Problem to work on: Look through the data below and, wherever a line carries the word "green", please copy that line.
[Dataset extract — start]
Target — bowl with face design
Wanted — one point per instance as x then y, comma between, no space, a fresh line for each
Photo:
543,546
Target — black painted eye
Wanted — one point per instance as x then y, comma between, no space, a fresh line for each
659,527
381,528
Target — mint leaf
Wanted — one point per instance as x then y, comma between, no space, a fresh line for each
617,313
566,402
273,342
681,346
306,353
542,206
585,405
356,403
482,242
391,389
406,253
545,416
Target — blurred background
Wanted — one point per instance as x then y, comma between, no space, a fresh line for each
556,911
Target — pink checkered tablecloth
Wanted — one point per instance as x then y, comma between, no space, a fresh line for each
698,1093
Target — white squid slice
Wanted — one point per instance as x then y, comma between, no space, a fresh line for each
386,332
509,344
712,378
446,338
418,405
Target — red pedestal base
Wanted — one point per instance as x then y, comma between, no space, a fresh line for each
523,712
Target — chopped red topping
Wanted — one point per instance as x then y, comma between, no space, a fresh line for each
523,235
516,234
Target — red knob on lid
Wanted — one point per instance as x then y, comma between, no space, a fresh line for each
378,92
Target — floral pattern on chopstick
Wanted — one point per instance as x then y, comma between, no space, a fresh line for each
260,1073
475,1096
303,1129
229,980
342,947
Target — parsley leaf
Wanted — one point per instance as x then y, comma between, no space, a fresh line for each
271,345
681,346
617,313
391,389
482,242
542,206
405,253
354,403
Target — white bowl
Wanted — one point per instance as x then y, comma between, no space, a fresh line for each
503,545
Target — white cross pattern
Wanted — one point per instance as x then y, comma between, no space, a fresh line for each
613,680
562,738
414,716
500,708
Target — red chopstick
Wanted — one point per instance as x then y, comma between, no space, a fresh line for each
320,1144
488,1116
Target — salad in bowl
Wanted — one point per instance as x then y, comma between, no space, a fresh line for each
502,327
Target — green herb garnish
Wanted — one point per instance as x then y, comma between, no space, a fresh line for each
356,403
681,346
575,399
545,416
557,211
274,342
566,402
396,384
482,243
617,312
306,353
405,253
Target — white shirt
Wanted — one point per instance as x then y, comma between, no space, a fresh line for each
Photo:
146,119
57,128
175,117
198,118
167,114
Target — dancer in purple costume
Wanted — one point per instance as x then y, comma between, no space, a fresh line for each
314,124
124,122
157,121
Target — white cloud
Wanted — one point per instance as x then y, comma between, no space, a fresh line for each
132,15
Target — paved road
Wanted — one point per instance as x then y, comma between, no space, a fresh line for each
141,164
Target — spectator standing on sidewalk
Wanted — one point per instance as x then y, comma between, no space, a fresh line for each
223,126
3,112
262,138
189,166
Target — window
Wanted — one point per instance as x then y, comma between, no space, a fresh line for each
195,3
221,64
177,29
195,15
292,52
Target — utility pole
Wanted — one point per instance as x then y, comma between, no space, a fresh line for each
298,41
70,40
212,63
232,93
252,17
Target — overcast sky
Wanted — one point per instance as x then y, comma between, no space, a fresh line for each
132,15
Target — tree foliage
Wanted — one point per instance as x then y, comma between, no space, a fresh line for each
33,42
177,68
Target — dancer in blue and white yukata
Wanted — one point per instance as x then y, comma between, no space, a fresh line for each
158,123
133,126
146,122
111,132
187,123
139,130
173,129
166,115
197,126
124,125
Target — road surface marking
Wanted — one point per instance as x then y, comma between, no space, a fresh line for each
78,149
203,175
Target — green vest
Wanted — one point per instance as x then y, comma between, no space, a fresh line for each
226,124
[Dataset extract — finish]
Output of the task:
Target — green herb garnish
Target — green vest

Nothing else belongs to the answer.